━━━ DOCUMENT EXCERPT ━━━

Session 9 – Why True Marriage Cannot Be Gay [S9-24-25]

Wishlist Share
Share Course
Page Link
Share On Social Media

About Course

Because the natural consequences of sex relations are very different for men and for women, and because they often result in children, norms of natural marriage rose to ensure greater equity between the partners and the optimal well-being of the children. In almost every culture marriage is characterized by four essential norms: 

  1. fidelity, i.e., mutual consent to sexual relations between the marriage partners and with no one else; 
  2. permanence, i.e., lifelong duration of the marriage relationship; 
  3. shared mutual responsibility for offspring; and 
  4. public declaration of the relationship. 

The premise of marriage is presumptively fertile human sexual relations, that is, sex relations capable of producing children. Although not all couples can have children, all children necessarily have a mother and a father; marriage aims to ensure that each child has full access to the care of both joint biological parents. On this premise, same-sex relationships do not qualify for marriage because they are naturally infertile.  The problem is not that the same-sex partners do not produce children—many man/woman partnerships do not produce children either—but that they cannot produce children. 

While same-sex partners may have some kind of relationship with children, it cannot ever be that of a joint biological mother and father.  But this is precisely the natural requirement that marriage has developed to protect and elevate.  Thus, same-sex partners can never achieve the fundamental good that is the central aim of the institution of marriage.

━━━ LISTED ENTRIES ━━━

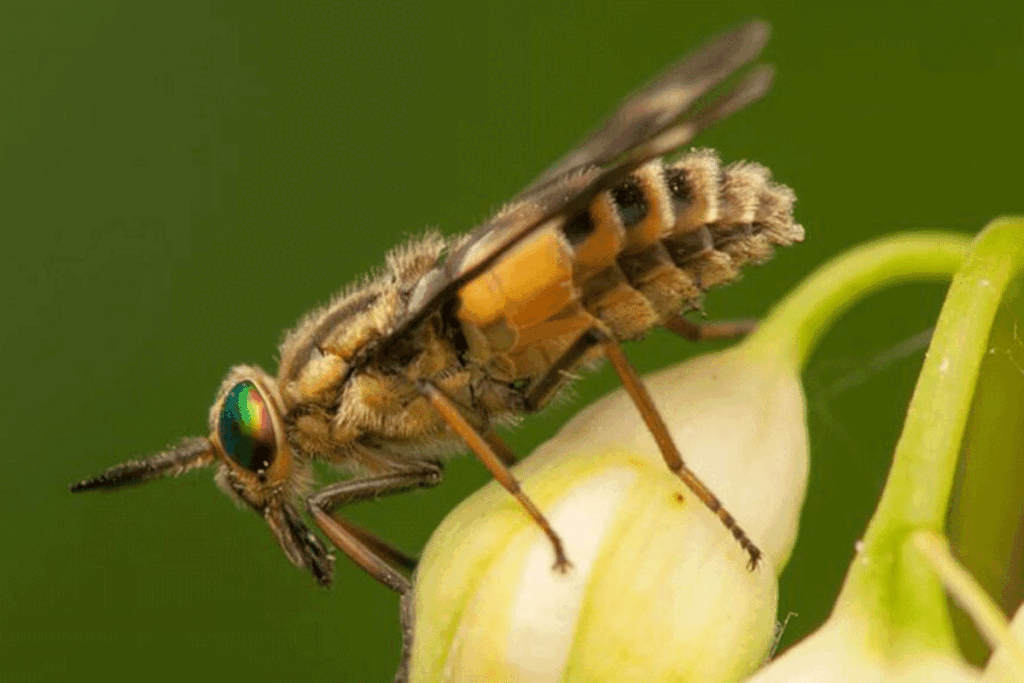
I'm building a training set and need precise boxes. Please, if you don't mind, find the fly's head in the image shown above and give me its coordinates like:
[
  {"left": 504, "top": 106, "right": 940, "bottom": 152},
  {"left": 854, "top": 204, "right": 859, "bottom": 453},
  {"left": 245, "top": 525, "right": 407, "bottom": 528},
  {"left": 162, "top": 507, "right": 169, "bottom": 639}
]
[{"left": 71, "top": 366, "right": 334, "bottom": 586}]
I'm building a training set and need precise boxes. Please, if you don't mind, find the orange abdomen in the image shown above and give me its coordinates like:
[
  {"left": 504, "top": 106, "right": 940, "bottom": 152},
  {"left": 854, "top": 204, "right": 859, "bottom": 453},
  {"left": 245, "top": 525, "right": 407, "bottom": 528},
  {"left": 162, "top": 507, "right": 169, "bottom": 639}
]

━━━

> **GOAL OF THE EXERCISE**: Please carry on the course text about marriage from the point where it stops. You can leave the material aside.

> **YOUR RESPONSE**:
Attempts by same-sex couples to mimic the natural family by acquiring children emphatically illustrates this point: not a single child in the care of same-sex parents has access to the joint care of both of his or her natural parents.  Research evidence has repeatedly shown that such children suffer relative harm as a result.  The presumption of marriage among same-sex parents brings further harm: not only do children fare worse with same-sex parents than with their joint biological parents, but they also fare worse if their same-sex parents presume to be married rather than only cohabiting.  

Committed relationship marriage moves the norms for marriage away from the focus on children at the root of natural marriage to a focus on adult relationships. Marriage is reduced from a set of natural arrangements to a set of emotional attachments.  Gay marriage is but the furthest step thus far in a progression of vitiated and impaired natural arrangements that have, since the mid-twentieth-century, moved children progressively further from the care of joint biological parents which is the central purpose of natural marriage.  Gay cohabiting and marriage relationships formally preclude, by design and intent, the joint care of both biological parents.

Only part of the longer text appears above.